| Information supplied |
********
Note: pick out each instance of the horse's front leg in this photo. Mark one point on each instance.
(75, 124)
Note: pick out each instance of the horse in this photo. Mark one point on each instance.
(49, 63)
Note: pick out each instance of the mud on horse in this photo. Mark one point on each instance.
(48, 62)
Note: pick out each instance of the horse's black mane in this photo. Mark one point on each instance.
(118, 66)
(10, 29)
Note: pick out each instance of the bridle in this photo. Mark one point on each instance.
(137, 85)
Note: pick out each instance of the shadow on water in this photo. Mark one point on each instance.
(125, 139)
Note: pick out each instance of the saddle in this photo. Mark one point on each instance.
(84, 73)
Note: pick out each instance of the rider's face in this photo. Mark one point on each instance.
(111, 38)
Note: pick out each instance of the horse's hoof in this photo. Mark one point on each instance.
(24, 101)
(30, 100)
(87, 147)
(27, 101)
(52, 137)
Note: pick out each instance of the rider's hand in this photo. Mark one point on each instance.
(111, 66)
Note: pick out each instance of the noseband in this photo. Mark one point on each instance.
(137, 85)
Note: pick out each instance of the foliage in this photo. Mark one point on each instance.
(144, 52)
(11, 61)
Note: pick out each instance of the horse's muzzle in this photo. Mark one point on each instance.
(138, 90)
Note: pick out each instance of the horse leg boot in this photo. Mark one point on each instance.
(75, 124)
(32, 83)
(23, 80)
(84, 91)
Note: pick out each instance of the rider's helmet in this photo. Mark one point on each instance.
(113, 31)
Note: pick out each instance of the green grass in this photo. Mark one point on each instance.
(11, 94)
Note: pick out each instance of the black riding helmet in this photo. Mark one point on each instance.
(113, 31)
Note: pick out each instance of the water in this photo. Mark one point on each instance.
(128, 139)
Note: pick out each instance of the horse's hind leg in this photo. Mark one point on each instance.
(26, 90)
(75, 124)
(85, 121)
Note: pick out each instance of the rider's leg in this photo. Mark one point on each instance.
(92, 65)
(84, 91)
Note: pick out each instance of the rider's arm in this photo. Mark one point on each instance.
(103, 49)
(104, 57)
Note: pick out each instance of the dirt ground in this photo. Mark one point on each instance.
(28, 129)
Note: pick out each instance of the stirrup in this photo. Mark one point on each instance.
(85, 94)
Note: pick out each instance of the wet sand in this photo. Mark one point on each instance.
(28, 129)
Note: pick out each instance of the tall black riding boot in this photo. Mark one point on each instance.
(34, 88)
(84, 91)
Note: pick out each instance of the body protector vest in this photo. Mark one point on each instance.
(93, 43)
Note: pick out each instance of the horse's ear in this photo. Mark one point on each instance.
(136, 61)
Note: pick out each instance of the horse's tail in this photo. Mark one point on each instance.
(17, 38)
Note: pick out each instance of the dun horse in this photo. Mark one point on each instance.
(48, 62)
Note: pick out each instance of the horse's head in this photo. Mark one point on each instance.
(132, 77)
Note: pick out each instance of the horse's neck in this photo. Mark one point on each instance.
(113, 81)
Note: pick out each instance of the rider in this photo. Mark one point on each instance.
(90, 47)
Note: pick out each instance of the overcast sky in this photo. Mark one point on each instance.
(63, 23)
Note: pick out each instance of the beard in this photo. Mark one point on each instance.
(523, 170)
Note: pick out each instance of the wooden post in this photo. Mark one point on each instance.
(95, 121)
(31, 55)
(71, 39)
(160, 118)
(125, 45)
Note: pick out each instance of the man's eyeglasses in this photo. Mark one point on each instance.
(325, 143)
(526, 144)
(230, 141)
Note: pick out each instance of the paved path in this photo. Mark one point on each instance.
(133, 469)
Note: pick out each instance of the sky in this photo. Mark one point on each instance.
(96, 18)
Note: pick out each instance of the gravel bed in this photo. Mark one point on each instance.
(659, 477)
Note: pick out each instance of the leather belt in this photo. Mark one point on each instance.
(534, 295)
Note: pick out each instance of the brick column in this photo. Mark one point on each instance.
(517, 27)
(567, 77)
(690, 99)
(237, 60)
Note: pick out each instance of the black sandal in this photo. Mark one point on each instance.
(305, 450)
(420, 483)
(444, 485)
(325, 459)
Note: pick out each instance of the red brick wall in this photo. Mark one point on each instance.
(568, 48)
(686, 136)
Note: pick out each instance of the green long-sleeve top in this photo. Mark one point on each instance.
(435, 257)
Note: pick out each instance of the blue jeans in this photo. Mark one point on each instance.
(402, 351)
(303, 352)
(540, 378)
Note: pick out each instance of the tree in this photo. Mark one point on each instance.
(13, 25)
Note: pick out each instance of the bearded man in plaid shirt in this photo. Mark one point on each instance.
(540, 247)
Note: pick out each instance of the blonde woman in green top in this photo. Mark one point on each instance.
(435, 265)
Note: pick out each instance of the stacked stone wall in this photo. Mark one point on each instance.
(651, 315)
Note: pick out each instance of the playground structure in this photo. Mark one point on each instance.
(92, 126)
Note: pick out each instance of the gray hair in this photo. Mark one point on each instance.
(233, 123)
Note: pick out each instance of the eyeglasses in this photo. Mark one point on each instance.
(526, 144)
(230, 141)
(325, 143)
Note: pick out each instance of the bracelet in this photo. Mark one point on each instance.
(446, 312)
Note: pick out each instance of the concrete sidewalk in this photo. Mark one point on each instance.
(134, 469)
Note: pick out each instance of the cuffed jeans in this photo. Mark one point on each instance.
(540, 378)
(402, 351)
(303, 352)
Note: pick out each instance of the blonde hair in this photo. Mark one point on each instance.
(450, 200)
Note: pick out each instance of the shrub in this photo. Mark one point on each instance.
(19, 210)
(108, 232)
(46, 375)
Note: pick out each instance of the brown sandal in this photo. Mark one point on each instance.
********
Repeat each record exactly, leaving nothing out.

| Response to this exercise |
Note: pick out each instance of the horse's front leg in this photo. Mark one point on each instance.
(75, 124)
Note: pick out each instance of the horse in this photo. Mark one point on each instance.
(49, 63)
Note: pick out each instance of the mud on horse in this photo. Mark one point on each instance.
(48, 62)
Note: pick out each instance of the horse's black mane in this photo. Mark one point on each instance.
(118, 66)
(10, 29)
Note: pick out each instance of the bridle in this photo. Mark one point on each instance.
(137, 85)
Note: pick out each instance of the shadow on water in this photo. Mark one point on each instance.
(125, 139)
Note: pick out each instance of the saddle in this photo. Mark one point on each instance.
(84, 73)
Note: pick out each instance of the rider's face in this photo. Mark one point on each instance.
(111, 38)
Note: pick out each instance of the horse's hoof in this photo. Mark one point on each instance.
(24, 101)
(30, 100)
(87, 147)
(27, 101)
(52, 137)
Note: pick out each instance of the rider's hand in this photo. Mark one point on each instance.
(111, 66)
Note: pick out each instance of the noseband in this photo. Mark one point on each instance.
(137, 85)
Note: pick out each instance of the foliage in this photo. Mark one point on each instance.
(144, 52)
(11, 61)
Note: pick out each instance of the horse's muzzle in this photo. Mark one point on each instance.
(138, 90)
Note: pick out each instance of the horse leg boot in this photo. Mark one point on each instance.
(75, 124)
(32, 83)
(23, 80)
(84, 91)
Note: pick out each instance of the rider's helmet in this photo. Mark one point on each instance.
(113, 31)
Note: pick out each instance of the green grass in this photo. Mark one point on each instance.
(11, 94)
Note: pick out each instance of the black riding helmet in this photo. Mark one point on each instance.
(113, 31)
Note: pick out each instance of the water in this photo. Mark one point on each instance.
(128, 139)
Note: pick out each instance of the horse's hind leg in this photo. Mark one point on each instance.
(26, 90)
(75, 124)
(85, 121)
Note: pick out each instance of the rider's leg in this photo. Mark one point on each instance.
(92, 65)
(84, 91)
Note: pick out each instance of the rider's arm in this photo. Mark one point on each instance.
(103, 49)
(104, 57)
Note: pick out each instance of the dirt ground in this photo. Mark one point on each instance.
(28, 129)
Note: pick out each instance of the stirrup in this photo. Mark one point on each instance.
(85, 94)
Note: pick out each instance of the wet sand in this photo. Mark one point on each instance.
(28, 129)
Note: pick out each instance of the tall black riding boot in this photo. Mark one point on each instance.
(34, 88)
(84, 91)
Note: pick out each instance of the body protector vest in this photo. Mark one point on each instance.
(93, 43)
Note: pick out each instance of the horse's ear in this photo. Mark one point on each instance.
(136, 61)
Note: pick out each instance of the horse's tail in this photo. Mark one point on each instance.
(17, 38)
Note: pick out each instance of the dun horse in this photo. Mark one point on each instance.
(48, 62)
Note: pick out each instance of the horse's head in this photo. Mark one point on each instance.
(132, 77)
Note: pick out each instance of the horse's neck in this photo. Mark one point on each instance.
(113, 81)
Note: pick out each instance of the rider in this photo. Mark one point on each instance.
(90, 47)
Note: pick out each instance of the overcast sky in this photo. Mark one point on each instance.
(63, 23)
Note: pick out each instance of the beard in this photo. Mark one point on each instance.
(523, 170)
Note: pick out each instance of the wooden post in this photo. Mark one point on each instance.
(95, 121)
(31, 55)
(71, 39)
(160, 118)
(125, 45)
Note: pick out each instance of the man's eyeglasses in this photo. Mark one point on each instance.
(325, 143)
(526, 144)
(230, 141)
Note: pick out each instance of the paved path in this photo. Mark one point on each instance.
(133, 469)
Note: pick out each instance of the sky in this photo. Mark one point on each instance.
(96, 18)
Note: pick out each instance of the gravel bed in this photo. Mark one point on each instance.
(659, 477)
Note: pick out each instance of the leather belt in this photo. Mark one point on each instance.
(534, 295)
Note: pick out each instance of the brick column in this photo. Mark one point on each instance.
(517, 27)
(567, 77)
(690, 99)
(237, 60)
Note: pick out each instance of the black sandal in this photo. Mark one point on each instance.
(305, 450)
(420, 483)
(444, 485)
(325, 459)
Note: pick out each instance of the red brick wall in this photo. Mark one point on each instance.
(568, 48)
(686, 136)
Note: pick out each instance of the green long-sleeve top in this photo. Mark one point on each instance.
(435, 257)
Note: pick out each instance of the blue jeans in this photo. Mark one point on each instance.
(402, 351)
(303, 352)
(540, 378)
Note: pick out each instance of the tree in this photo. Mark one point on each instance.
(13, 25)
Note: pick out each instance of the bearded man in plaid shirt in this photo. Mark one point on each instance.
(540, 247)
Note: pick out each instance of the blonde woman in green top in this photo. Mark one point on each instance.
(435, 265)
Note: pick out each instance of the stacked stone wall in this photo. Mark one point on each instance.
(651, 315)
Note: pick out each instance of the playground structure in this photo. Mark one point on each instance.
(92, 126)
Note: pick out each instance of the gray hair in this photo. Mark one point on each instance.
(233, 123)
Note: pick out each instance of the eyeglasses in this photo. Mark one point on each instance.
(526, 144)
(230, 141)
(325, 143)
Note: pick out each instance of the bracelet in this photo. Mark one point on each instance.
(446, 312)
Note: pick out each instance of the concrete sidewalk in this photo. Mark one point on each instance.
(134, 469)
Note: pick out each instance of the cuffed jeans in this photo. Mark one point on each instance.
(540, 378)
(402, 351)
(303, 352)
Note: pick out each instance of the blonde hair in this photo. Mark one point on each instance.
(450, 200)
Note: pick out each instance of the shrub in this photo. Mark one point on each instance.
(19, 210)
(108, 232)
(46, 375)
Note: pick out each instance of the brown sandal in this photo. Mark one point on each instance.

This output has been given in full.